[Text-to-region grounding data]
↓↓↓

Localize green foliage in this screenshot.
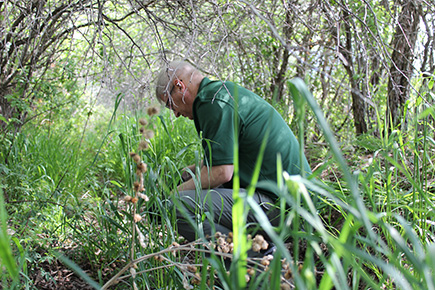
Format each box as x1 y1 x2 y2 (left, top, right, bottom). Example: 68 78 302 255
2 75 435 289
1 0 434 288
0 190 19 287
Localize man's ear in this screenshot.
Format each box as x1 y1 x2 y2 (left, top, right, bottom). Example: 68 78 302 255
173 79 186 92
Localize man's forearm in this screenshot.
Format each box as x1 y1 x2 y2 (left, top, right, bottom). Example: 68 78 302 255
177 164 234 191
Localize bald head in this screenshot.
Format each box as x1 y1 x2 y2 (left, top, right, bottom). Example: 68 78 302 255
155 61 204 119
155 61 204 100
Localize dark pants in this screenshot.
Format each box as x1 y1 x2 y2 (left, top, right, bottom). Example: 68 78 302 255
173 188 280 242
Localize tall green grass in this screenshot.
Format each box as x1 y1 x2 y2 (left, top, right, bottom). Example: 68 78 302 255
1 78 435 289
100 78 435 290
0 189 20 288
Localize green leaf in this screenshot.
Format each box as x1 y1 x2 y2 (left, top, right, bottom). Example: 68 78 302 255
0 190 18 279
109 180 124 189
417 106 435 120
0 115 8 124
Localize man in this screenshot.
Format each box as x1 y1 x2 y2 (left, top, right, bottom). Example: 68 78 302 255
155 60 311 243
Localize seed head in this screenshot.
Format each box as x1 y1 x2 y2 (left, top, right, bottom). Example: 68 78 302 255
137 227 146 248
187 265 197 273
139 118 148 126
280 283 291 290
134 214 142 222
137 162 147 173
134 181 140 192
138 193 149 202
130 267 136 278
143 129 154 140
284 269 292 280
261 255 273 266
217 237 226 246
138 140 149 151
252 243 261 252
282 260 289 270
221 245 230 253
247 268 255 276
253 234 265 243
251 234 268 252
261 240 269 250
147 106 160 116
124 195 132 202
130 152 141 164
191 272 201 285
131 197 139 204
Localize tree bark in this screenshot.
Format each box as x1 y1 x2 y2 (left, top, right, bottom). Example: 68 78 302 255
270 1 294 101
387 0 420 130
340 8 368 135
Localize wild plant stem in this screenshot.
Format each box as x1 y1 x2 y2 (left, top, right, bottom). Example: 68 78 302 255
131 204 136 264
101 237 292 289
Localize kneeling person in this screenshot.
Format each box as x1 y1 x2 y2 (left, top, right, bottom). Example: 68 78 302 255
155 60 311 243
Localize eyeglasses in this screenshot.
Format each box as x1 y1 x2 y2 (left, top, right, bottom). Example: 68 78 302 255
165 85 175 109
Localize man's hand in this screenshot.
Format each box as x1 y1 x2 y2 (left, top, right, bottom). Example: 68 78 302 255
179 163 198 183
181 170 193 182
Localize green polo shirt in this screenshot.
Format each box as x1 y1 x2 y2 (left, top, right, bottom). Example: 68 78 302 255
193 77 311 198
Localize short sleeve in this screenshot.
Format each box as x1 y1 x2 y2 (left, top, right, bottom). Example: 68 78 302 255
196 99 235 166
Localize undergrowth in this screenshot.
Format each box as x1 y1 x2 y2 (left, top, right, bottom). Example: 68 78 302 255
1 80 435 289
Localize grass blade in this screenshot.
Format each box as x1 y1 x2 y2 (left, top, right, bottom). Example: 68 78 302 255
56 252 101 289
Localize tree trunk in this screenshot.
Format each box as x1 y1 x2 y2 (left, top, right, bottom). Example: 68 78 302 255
340 8 368 135
387 0 420 131
270 2 294 101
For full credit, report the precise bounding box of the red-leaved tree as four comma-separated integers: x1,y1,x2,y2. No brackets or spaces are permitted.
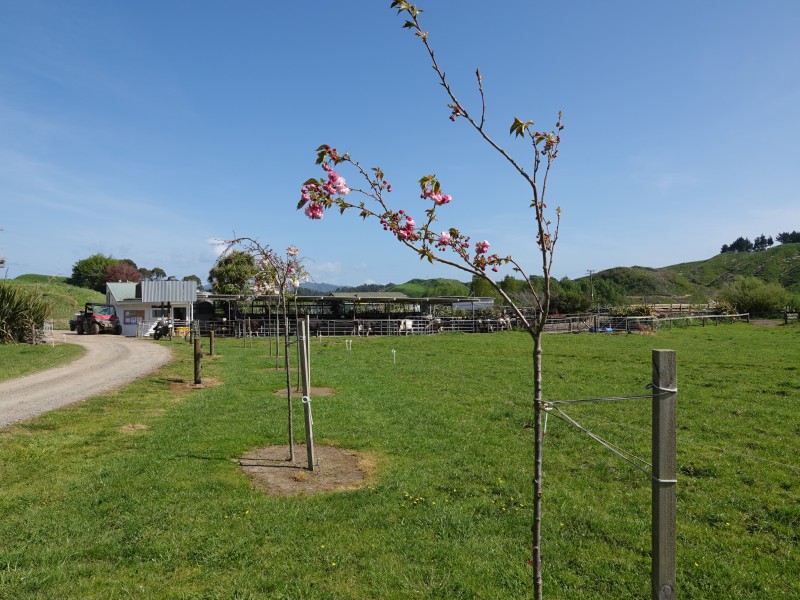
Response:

↑↑↑

The reply must be a number and nothing more: the count of lines above that contain the word "green".

> _RESULT OF THIS TASK_
4